Page excerpt:
According to the Supreme Court, this second prosecution does not amount to double jeopardy, because the state and federal crimes, defined by two different “sovereigns,” are not “the same offense.” But since Travis McMichael, Gregory McMichael, and William Bryan are already serving life sentences, you might wonder why the federal government is bothering to prosecute them again.

The answer seems to be that the Justice Department wants to condemn them as racists as well as murderers. “This is the kind of case you really need to do to send the message that the Justice Department won’t tolerate this type of racist hatred that results in violence,” former federal prosecutor Shan Wu told The Washington Post. Federal prosecutors are using the trial to make a moral statement about the defendants’ beliefs, which is not ordinarily seen as a legitimate function of criminal courts.

Yesterday, The New York Times reports, the jury was presented with “voluminous digital evidence of racism” aimed at establishing the defendants’ guilt. That evidence included a meme that Gregory McMichael—who first deemed Arbery suspicious and accompanied his son, Travis McMichael, in the pickup truck they used to chase him—shared on social media in 2016. “White Irish slaves were treated worse than any other race in the U.S.,” the post said, followed by “vulgar language that contrasted the Irish with other racial or ethnic groups who demanded ‘free’ things.”

The prosecution also noted Travis McMichael’s reaction to “a video of a Black person playing a practical joke.” The younger McMichael, who fired the shotgun that killed Arbery, “responded by using a racist epithet and saying he would kill the person who made the joke.”

The Post reports that the evidence also included “a litany of conversations” in which Travis McMichael “denigrated Black people, often while calling them the n-word.” The messages showed that McMichael “associated Black people with criminality” and “blamed them when he struggled to get a commercial driver’s license, accusing them of ‘running the show.'” In one message, McMichael said “he loved his job because ‘zero n—-rs work with me.'”

What about Bryan, who drove his own pickup truck during the chase and used his phone to record the final minutes of the encounter? In her opening statement on Monday, NPR reports, federal prosecutor Bobbi Bernstein said the government would show that Bryan “used the N-word and other slurs, in one instance, after learning that his daughter was dating a Black man. She said Bryan commented that his daughter ‘has her n—–r now.'”

It is not a crime to be a bigot, of course. The point of all this is to establish the defendants’ motive for chasing and assaulting Arbery, which is crucial to convict them of violating 18 USC 245 (b)(2)(B). That statute applies to offenders who use force to prevent someone, “because of his race, color, religion or national origin,” from “participating in or enjoying any benefit, service, privilege, program, facility or activity provided or administered by any State or subdivision thereof”—in this case, the street on which Arbery was jogging.

We may reasonably surmise, especially in light of the views that the defendants had expressed, that they would not have been so quick to suspect Arbery of burglary if his skin had been a different color. But that is not the same as proving beyond a reasonable doubt that they chased, detained, and assaulted him “because of” his race.

Point localization data:
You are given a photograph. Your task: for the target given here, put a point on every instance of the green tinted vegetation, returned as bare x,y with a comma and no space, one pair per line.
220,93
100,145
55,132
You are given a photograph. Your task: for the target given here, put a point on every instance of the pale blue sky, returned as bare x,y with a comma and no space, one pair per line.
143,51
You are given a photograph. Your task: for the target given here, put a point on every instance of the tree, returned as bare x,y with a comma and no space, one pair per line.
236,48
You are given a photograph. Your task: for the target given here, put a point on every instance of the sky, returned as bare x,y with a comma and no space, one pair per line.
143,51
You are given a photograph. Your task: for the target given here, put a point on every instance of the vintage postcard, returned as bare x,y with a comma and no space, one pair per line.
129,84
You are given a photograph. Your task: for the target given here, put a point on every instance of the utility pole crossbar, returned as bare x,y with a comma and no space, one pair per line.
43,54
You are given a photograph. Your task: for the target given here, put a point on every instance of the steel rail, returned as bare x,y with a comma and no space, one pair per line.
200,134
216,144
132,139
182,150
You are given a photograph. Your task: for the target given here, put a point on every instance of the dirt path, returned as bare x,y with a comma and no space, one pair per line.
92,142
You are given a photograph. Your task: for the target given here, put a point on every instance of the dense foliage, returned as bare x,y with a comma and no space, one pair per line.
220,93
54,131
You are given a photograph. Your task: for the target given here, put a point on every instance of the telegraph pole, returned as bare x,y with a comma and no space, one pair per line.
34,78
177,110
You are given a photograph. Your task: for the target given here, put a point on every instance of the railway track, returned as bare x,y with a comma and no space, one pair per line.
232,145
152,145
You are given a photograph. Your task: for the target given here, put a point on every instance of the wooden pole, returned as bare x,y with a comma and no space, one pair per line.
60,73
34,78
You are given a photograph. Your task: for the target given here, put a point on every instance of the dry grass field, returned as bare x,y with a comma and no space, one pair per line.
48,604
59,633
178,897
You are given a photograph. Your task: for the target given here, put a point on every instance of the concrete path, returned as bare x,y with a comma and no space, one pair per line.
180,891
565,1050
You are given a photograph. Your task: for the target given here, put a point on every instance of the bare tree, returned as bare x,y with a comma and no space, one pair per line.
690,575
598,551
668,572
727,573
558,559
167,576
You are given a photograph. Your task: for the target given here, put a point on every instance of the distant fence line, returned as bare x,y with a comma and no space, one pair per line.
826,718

Task description:
Answer these questions about the text on the federal trial.
(a) Who fired the shotgun that killed Arbery?
(b) In what year did Gregory McMichael share the meme about "White Irish slaves" on social media?
(c) Under 18 USC 245 (b)(2)(B), what facility does the text name as the one in this case?

Exercise output:
(a) Travis McMichael
(b) 2016
(c) The street on which Arbery was jogging